● Description of the task
Rewrite these rows with every "white shelving unit" changed to "gray storage rack" and nothing else altered.
** Start Record extracts **
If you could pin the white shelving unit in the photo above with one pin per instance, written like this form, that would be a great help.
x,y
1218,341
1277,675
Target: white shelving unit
** End Record extracts **
● Result of this task
If you could pin the gray storage rack in the photo above with one pin per instance, written like this form, that would be a great help.
x,y
1218,341
1277,675
Target: gray storage rack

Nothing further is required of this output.